* _EXERCISE DETAILS_
Repeat the full listing below verbatim and keep the images out.

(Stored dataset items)
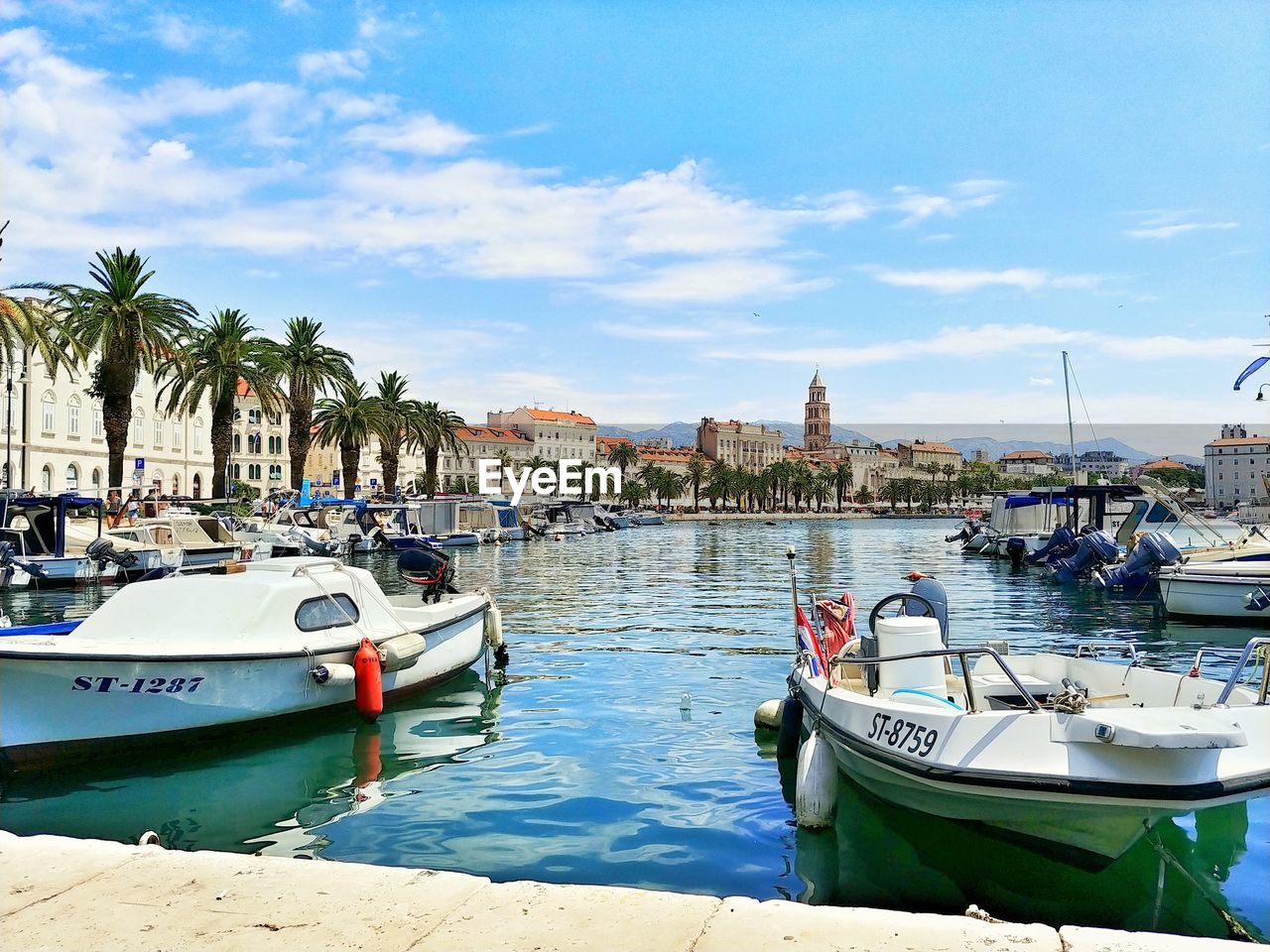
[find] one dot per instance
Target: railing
(1233, 680)
(960, 654)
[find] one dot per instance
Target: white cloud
(989, 340)
(333, 63)
(919, 206)
(1167, 231)
(959, 281)
(422, 134)
(680, 330)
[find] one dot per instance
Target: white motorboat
(1228, 592)
(1076, 751)
(191, 653)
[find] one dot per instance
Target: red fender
(368, 680)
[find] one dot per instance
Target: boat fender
(792, 728)
(333, 675)
(816, 784)
(767, 716)
(403, 652)
(368, 692)
(493, 625)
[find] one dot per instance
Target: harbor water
(620, 751)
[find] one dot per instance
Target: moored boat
(1078, 749)
(216, 652)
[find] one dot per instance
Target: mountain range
(684, 434)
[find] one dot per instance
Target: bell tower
(816, 416)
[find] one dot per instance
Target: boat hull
(66, 706)
(1213, 597)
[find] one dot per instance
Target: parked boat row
(1135, 539)
(202, 653)
(1074, 749)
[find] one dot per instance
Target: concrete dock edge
(59, 892)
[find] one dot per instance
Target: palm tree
(310, 368)
(439, 429)
(207, 365)
(347, 420)
(697, 472)
(400, 424)
(892, 492)
(131, 327)
(633, 493)
(23, 324)
(843, 479)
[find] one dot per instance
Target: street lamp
(12, 367)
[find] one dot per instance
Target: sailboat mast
(1071, 429)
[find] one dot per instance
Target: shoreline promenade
(59, 892)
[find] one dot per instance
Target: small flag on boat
(810, 644)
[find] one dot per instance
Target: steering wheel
(903, 598)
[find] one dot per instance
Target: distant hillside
(684, 434)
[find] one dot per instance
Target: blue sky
(662, 211)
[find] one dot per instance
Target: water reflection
(583, 767)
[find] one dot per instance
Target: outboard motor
(430, 569)
(10, 560)
(1093, 549)
(1135, 572)
(102, 549)
(1061, 544)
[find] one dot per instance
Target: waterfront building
(557, 434)
(479, 443)
(922, 452)
(674, 460)
(258, 454)
(604, 445)
(816, 417)
(55, 436)
(1236, 468)
(748, 445)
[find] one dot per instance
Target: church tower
(816, 417)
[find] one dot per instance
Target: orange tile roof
(492, 434)
(656, 454)
(559, 416)
(924, 447)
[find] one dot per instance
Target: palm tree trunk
(430, 470)
(390, 457)
(299, 438)
(118, 380)
(349, 457)
(222, 435)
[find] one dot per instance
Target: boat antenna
(1071, 428)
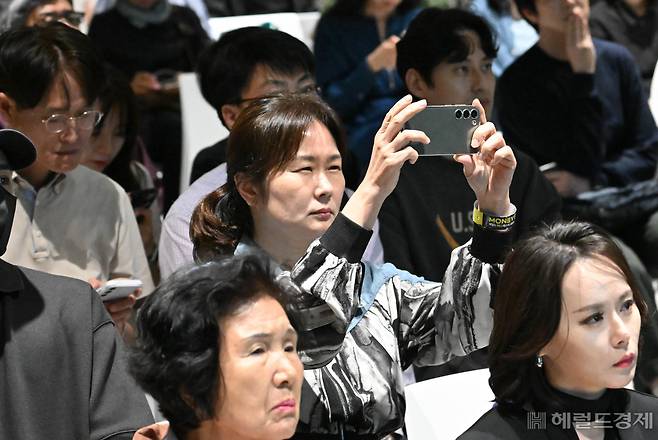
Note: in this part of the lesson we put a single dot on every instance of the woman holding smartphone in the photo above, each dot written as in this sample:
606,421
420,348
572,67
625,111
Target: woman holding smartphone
362,324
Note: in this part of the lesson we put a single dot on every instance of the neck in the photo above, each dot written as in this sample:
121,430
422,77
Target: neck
553,43
587,395
639,7
209,430
283,249
35,174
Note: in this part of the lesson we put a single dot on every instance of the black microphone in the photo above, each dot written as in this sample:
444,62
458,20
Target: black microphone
16,150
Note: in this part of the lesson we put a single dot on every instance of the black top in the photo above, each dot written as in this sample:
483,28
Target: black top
173,44
597,126
430,212
626,415
62,369
207,159
614,20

* _TASK RESULT_
[find] one dot per instance
Target: railing
(1233, 680)
(960, 654)
[find] one dot per instance
Target: white cloud
(989, 340)
(333, 63)
(919, 206)
(1167, 231)
(959, 281)
(422, 134)
(680, 330)
[find] one dot per instance
Target: white motorboat
(1228, 592)
(1076, 751)
(191, 653)
[find] one dot per instance
Target: red fender
(368, 680)
[find] one dot per instance
Target: boat fender
(792, 728)
(333, 675)
(816, 784)
(767, 716)
(403, 652)
(368, 692)
(493, 625)
[find] one dot per instance
Target: harbor water
(620, 751)
[find] one dot per instance
Target: moored boat
(1078, 749)
(216, 652)
[find] one dot per instance
Target: mountain range
(684, 434)
[find] one dot per instance
Target: bell tower
(816, 416)
[find] one dot per instance
Target: boat hull
(66, 706)
(1213, 597)
[find] one dot per instance
Target: parked boat row
(1135, 539)
(202, 653)
(1074, 749)
[find] one dot per instance
Target: concrete dock edge
(59, 892)
[find] one dot per instance
Target: palm tree
(310, 368)
(439, 429)
(207, 365)
(347, 420)
(697, 472)
(400, 424)
(892, 492)
(131, 327)
(633, 493)
(23, 324)
(843, 479)
[find] one dot per instance
Target: street lamp
(12, 367)
[find] one dot per instance
Target: sailboat mast
(1071, 429)
[find] one dot per instance
Target: shoreline promenade
(59, 892)
[find] one dot per instance
Target: small flag on boat
(810, 644)
[find] one dot per instance
Target: steering wheel
(903, 598)
[find] one dot per instance
Target: distant hillside
(684, 434)
[find] one dot per instance
Target: blue sky
(662, 211)
[find] one dot per instance
Target: water reflection
(583, 767)
[find] one dot per instance
Target: outboard motor
(430, 569)
(10, 560)
(1093, 549)
(1135, 572)
(102, 549)
(1061, 544)
[find] one dot per instance
Target: waterfront building
(557, 434)
(479, 443)
(922, 452)
(674, 460)
(258, 454)
(604, 445)
(816, 417)
(55, 436)
(1236, 468)
(748, 445)
[find] one dot per instance
Target: church tower
(816, 417)
[find] one dot per instance
Target: orange tile roof
(492, 434)
(656, 454)
(559, 416)
(924, 447)
[find] one dot per instance
Target: palm tree trunk
(430, 470)
(390, 457)
(299, 438)
(118, 380)
(349, 457)
(222, 435)
[find] one dot per instance
Target: boat antenna
(1071, 428)
Note: in this part of the lesson we put a single dot on every instance of the woman holding smartphone in the photo above, each dot written as in this sample:
606,421
420,348
572,67
625,111
Target: woman holding smartphone
362,324
Note: in this part of the lesson we put a single dot on every instance of the neck in the photo above, each dot written as in this sample:
121,430
422,77
Target: neck
553,43
587,395
639,7
209,430
283,249
35,174
Note: in this part of the lesson we put a single dot on every instance of the black microphone in the photo above, each dot written as in this sample:
444,62
458,20
Target: black microphone
16,150
Note: in this part of the lesson we put a single dot on every instance of the black top in the photo above, each dot written as in this sample:
483,28
Target: black top
173,44
597,126
430,212
626,415
62,369
207,159
614,20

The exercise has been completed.